__Exercise description__. Edit the stretch of items from the line containing "the blue sticker" through the end of the items, changing "electrical cable" to "power cord" and leaving everything else as it is. Return only those lines.

Stored records
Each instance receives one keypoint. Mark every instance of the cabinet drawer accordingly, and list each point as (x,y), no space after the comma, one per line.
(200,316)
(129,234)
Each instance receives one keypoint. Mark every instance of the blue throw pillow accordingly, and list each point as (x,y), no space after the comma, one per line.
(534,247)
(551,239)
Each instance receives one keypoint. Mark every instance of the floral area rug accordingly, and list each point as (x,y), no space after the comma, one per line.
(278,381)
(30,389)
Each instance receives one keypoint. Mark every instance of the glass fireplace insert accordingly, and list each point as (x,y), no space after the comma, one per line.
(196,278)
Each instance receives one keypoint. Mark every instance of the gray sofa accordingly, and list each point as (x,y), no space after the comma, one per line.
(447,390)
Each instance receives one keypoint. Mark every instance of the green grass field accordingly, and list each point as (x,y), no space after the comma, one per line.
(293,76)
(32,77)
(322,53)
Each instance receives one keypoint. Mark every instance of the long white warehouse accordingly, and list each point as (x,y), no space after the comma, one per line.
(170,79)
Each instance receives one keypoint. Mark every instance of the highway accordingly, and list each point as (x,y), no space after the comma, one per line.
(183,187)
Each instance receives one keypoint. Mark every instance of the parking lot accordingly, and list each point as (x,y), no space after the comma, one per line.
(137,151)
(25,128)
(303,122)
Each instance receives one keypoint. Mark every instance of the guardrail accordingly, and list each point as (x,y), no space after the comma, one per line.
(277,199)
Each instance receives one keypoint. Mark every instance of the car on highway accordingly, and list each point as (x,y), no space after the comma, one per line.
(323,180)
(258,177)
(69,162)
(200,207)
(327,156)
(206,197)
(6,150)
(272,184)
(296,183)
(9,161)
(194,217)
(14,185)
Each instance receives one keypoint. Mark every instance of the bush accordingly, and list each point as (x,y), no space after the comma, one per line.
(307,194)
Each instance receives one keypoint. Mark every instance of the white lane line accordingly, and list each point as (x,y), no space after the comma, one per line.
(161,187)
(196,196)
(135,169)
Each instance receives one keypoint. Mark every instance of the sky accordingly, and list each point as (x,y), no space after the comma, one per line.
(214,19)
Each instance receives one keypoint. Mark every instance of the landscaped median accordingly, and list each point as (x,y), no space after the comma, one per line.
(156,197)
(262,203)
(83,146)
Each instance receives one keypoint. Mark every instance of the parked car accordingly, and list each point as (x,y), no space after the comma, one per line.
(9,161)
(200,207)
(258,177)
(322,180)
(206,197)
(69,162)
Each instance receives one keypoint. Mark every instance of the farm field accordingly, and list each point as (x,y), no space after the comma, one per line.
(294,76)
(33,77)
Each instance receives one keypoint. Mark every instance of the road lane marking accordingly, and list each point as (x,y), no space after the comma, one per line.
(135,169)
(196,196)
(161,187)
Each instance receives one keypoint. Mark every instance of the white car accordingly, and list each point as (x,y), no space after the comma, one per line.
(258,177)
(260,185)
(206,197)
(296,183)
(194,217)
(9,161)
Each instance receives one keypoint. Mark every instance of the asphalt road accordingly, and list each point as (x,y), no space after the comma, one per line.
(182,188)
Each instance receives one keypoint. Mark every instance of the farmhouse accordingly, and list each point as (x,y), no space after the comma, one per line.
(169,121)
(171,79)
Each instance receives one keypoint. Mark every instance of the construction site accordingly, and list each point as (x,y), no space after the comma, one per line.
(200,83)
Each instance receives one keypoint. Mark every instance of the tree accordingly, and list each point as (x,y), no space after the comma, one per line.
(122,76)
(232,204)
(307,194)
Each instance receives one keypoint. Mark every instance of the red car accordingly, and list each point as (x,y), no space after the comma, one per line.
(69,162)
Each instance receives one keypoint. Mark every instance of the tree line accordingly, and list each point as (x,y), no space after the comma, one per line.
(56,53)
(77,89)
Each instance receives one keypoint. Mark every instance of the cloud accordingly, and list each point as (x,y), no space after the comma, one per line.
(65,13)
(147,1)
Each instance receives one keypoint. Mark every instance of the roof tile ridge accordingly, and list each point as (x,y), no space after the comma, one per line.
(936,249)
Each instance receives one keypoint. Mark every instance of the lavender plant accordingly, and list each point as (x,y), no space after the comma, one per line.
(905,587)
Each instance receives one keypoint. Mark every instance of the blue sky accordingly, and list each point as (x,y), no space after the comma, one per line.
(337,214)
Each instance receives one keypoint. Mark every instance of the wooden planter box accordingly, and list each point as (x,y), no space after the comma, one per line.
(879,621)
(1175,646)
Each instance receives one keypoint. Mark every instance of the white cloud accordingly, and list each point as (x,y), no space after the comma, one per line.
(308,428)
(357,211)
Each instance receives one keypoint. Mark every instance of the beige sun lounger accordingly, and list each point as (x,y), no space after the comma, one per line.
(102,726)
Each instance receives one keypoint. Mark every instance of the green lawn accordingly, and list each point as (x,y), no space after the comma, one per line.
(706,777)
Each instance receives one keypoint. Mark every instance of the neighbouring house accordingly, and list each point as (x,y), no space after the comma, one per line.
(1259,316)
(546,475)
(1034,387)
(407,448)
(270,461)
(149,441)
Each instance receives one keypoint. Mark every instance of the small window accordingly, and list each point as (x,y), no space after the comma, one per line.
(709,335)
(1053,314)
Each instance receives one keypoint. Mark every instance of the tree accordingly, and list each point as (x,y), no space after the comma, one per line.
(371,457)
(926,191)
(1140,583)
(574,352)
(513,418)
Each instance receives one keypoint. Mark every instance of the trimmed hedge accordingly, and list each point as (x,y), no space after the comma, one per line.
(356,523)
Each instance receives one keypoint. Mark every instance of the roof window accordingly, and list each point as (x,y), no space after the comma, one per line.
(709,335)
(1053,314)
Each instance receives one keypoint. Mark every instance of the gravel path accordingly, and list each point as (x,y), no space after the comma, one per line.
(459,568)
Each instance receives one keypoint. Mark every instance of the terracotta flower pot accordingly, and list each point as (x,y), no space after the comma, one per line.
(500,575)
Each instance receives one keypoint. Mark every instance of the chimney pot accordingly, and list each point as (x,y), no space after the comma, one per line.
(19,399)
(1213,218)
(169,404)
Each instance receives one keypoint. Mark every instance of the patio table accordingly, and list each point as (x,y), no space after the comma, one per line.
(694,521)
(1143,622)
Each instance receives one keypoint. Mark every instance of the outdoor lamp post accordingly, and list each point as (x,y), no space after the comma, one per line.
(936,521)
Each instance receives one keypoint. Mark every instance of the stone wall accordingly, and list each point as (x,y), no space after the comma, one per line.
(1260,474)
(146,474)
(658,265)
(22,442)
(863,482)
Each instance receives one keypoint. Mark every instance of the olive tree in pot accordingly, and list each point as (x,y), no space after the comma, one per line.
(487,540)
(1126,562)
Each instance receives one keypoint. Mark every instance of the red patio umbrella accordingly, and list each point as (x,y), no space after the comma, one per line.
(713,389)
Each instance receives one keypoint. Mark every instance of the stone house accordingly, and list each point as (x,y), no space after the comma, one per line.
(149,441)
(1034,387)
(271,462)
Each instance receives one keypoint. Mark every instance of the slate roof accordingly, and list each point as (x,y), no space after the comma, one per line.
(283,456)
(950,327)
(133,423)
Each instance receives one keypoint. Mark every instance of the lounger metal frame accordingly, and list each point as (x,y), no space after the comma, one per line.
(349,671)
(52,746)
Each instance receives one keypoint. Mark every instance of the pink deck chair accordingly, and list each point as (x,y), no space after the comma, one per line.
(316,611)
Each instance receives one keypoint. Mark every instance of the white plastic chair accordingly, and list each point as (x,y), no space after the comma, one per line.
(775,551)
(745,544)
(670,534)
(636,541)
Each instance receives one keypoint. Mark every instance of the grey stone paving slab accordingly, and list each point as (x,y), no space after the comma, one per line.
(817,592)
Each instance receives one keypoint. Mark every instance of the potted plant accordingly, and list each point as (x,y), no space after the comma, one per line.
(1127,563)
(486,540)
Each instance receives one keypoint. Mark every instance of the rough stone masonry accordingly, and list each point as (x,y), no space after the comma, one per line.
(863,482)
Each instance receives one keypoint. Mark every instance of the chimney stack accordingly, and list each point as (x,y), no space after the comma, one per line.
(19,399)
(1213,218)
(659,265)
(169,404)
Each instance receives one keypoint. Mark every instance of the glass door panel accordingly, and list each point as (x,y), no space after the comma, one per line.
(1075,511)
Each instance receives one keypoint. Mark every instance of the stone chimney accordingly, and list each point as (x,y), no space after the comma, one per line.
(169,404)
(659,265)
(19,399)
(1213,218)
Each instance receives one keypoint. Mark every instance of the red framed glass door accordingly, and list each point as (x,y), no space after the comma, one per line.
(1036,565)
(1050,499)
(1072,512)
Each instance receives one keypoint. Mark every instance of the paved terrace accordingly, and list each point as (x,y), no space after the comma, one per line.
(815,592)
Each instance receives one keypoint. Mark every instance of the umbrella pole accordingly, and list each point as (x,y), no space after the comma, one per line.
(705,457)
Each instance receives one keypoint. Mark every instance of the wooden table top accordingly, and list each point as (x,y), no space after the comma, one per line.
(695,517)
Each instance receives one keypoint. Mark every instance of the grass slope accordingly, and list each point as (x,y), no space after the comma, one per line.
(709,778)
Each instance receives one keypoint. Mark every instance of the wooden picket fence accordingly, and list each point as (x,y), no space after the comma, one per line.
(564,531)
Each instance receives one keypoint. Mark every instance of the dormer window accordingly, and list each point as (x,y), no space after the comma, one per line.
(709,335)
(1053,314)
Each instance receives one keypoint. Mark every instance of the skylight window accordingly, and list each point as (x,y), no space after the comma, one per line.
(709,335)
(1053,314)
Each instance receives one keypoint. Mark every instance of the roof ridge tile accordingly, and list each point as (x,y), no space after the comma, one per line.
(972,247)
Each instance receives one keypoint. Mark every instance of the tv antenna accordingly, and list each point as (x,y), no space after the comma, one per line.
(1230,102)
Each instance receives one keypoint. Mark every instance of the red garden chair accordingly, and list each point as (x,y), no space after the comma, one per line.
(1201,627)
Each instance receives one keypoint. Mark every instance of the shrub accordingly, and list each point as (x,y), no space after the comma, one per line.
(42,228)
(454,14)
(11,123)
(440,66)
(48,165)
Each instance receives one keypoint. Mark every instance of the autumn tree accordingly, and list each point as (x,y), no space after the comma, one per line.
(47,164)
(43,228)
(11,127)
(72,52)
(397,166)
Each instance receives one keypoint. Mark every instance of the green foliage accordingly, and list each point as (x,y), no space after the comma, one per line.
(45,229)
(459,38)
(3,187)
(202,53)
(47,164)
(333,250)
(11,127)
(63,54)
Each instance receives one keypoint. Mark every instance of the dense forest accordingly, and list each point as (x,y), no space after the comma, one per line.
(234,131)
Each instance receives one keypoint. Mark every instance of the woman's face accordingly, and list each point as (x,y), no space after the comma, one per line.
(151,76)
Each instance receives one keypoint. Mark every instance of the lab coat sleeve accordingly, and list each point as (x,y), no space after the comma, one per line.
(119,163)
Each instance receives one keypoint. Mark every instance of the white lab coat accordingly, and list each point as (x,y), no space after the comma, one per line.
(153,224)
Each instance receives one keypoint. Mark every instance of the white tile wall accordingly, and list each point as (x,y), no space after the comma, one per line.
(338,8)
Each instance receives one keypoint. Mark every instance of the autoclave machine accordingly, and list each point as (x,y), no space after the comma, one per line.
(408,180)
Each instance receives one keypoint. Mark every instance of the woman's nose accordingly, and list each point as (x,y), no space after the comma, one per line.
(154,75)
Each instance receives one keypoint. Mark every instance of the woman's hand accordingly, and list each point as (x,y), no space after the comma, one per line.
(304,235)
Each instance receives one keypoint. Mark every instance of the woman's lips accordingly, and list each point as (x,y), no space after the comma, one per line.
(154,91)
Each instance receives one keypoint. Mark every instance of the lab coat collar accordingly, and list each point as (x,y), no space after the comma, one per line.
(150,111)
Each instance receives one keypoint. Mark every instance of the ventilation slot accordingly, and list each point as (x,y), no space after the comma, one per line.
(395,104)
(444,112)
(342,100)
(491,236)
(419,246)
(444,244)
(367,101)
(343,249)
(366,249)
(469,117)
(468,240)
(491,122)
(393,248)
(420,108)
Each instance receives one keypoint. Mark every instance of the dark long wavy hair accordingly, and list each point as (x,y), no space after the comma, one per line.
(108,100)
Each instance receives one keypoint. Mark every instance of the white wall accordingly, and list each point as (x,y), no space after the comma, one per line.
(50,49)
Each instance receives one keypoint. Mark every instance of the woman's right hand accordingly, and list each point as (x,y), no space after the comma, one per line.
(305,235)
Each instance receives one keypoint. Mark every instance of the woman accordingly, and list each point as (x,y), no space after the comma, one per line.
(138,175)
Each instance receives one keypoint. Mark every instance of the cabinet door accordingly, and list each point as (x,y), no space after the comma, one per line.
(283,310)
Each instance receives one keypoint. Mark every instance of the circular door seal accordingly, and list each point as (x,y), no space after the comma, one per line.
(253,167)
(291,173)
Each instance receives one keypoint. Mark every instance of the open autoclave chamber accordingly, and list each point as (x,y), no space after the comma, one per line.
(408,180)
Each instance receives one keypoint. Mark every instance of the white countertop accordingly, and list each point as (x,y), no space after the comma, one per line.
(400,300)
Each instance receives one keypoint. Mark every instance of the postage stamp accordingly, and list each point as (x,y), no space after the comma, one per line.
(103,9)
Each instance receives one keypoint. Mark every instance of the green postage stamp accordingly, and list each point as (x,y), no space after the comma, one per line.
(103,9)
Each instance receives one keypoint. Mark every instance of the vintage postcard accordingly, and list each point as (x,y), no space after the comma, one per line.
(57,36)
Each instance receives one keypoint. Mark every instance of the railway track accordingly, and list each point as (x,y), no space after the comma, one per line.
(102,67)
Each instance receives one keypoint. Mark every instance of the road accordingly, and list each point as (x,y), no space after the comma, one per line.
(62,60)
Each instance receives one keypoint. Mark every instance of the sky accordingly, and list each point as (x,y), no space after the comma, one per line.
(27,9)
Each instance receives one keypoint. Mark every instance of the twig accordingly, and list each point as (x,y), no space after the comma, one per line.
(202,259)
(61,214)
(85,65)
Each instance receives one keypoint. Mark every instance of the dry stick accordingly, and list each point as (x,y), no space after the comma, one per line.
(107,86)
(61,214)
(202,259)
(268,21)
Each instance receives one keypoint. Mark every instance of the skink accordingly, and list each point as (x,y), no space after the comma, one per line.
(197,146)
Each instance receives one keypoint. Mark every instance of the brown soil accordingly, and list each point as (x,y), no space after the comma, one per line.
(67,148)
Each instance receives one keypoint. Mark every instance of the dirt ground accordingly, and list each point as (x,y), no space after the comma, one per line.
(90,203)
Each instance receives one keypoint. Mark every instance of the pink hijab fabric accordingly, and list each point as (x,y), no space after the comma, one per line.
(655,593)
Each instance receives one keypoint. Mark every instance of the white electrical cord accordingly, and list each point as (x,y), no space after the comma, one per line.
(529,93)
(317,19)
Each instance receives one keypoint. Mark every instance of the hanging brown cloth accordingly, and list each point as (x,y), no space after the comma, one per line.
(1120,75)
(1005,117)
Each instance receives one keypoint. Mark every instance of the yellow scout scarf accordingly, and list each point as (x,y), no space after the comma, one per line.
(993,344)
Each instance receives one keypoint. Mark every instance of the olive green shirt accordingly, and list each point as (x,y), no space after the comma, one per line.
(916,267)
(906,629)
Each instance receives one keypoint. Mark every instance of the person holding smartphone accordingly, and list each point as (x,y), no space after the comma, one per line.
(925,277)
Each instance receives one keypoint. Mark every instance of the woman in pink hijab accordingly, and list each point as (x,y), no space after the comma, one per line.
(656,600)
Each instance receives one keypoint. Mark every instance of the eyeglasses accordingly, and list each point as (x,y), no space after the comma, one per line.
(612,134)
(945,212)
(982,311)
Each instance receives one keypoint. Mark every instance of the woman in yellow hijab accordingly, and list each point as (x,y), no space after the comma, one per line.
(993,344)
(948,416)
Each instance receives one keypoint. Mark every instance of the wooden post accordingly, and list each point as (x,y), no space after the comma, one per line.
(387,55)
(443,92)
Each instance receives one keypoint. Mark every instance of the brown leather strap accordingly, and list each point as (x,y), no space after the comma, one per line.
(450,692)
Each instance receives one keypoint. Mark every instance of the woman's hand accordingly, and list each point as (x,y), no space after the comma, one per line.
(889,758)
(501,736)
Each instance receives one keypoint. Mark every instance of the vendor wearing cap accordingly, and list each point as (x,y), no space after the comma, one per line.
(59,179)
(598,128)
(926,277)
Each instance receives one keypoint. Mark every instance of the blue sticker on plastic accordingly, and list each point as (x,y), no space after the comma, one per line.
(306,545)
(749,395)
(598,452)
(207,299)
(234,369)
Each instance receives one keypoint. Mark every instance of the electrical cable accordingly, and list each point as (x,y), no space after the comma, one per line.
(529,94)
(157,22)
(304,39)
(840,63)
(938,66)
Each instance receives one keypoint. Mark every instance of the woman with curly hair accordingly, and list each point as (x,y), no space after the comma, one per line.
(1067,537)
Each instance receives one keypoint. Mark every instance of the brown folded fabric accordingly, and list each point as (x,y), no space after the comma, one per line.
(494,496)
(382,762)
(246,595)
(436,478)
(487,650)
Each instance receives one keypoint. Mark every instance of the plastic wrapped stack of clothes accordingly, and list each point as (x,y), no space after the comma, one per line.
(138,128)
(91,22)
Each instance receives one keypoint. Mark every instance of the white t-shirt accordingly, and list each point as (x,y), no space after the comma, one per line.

__Problem solution__.
Each instance receives one keypoint. Mark every instance of the blue sticker on plastic accordingly, and list each point as (x,y), no space after the comma, one per line.
(306,545)
(749,395)
(598,452)
(207,299)
(234,369)
Each instance receives one keypoint. Mark every instance of the power cord accordingly, and list each point as (x,y), no space after the comma, one per line.
(529,94)
(157,22)
(304,39)
(840,63)
(938,66)
Each instance receives one keypoint. Mark every instance of the woman with curly hair accordingly, and list each point as (x,y), no space after the comma, one per line.
(1067,537)
Each instance receives one keypoint. Mark every instance of the brown folded fabric accordingly, and list each point as (x,y), no space after the comma, one per line.
(494,496)
(382,762)
(246,595)
(436,478)
(487,650)
Each instance receives one keypoint. Mark every instance of the plastic wrapped stack of clothes accordingly, and list each point as (x,y), no space after the comma, one per line.
(138,128)
(91,22)
Each instance receives one keypoint. Mark every instance of the white t-shirt accordingly, and list each point as (x,y), no space after the comma, one per line.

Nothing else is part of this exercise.